◆ PROBLEMS AND TASKS
A. The page excerpt on AI-era observability gives examples of a single model interaction. List every kind of interaction it names.
B. Print the passage of the observability page excerpt from "In the AI era, every" up to and including "and unstructured data.", unchanged.

◆ PAGE EXCERPT
++++

Observability in the AI Era: Scaling Logs with ClickHouse & GlassFlow

How ClickHouse powers observability at AI scale: Fast, efficient and ready for growth

Written by

Armend Avdijaj

Oct 31, 2025

AI logging and observability at scale with ClickHouse

Introduction: AI Logging Era

In the AI era, every interaction with a model - whether a prompt submission, token generation, embedding lookup, or response rendering - generates numerous logs. Behind the scenes, systems emit logs, traces, metrics, and metadata: input/output pairs, latency histograms, per-token timing, model internals, routing decisions, retries, feature flags, and much more. Modest operational logs have snowballed into massive, messy streams of structured and unstructured data.

As AI adoption spreads across more user-facing, backend, and automation workloads, the volume of observability data is exploding. Traditional log-and-observability systems were not built for this scale or structure, and in many cases are starting to strain under the load or are just way to expensive. Here are a few examples from the Internet:

Engineering teams report that traditional systems become cost-inefficient and brittle at scale. As clusters grow, infrastructure and operational overhead balloon, while search/query latency and indexing lag become harder to manage. Source: Akamai
In fact, recent engineering blogs note that even medium-sized customers can generate over 100,000 log entries per second, with millions of traces and terabytes of telemetry daily. Source: Groundcover
Observability surveys consistently place data volume and tooling costs among the top pain points: 84% of enterprises cite “data volume / tool cost” as a major challenge. Datamation
Log-focused systems are also criticized for ballooning costs, degrading query performance, and suboptimal retention strategies as daily log volume climbs. Source: https://www.chaossearch.io/blog/elasticsearch-opensearch-challenges

This shift forces engineering and platform teams to rethink their observability stack architecture, especially when scaling for AI workloads. It’s no longer sufficient to bolt on higher throughput or a few extra nodes—teams must adopt fundamentally more scalable, efficient, and purpose-built solutions.

++++

◆ DATA SHOWN
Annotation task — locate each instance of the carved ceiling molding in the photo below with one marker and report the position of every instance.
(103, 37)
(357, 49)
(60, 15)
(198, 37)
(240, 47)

++++

◆ ANSWERS FOR THE TASKS
A.
- prompt submission
- token generation
- embedding lookup
- response rendering

B.
In the AI era, every interaction with a model - whether a prompt submission, token generation, embedding lookup, or response rendering - generates numerous logs. Behind the scenes, systems emit logs, traces, metrics, and metadata: input/output pairs, latency histograms, per-token timing, model internals, routing decisions, retries, feature flags, and much more. Modest operational logs have snowballed into massive, messy streams of structured and unstructured data.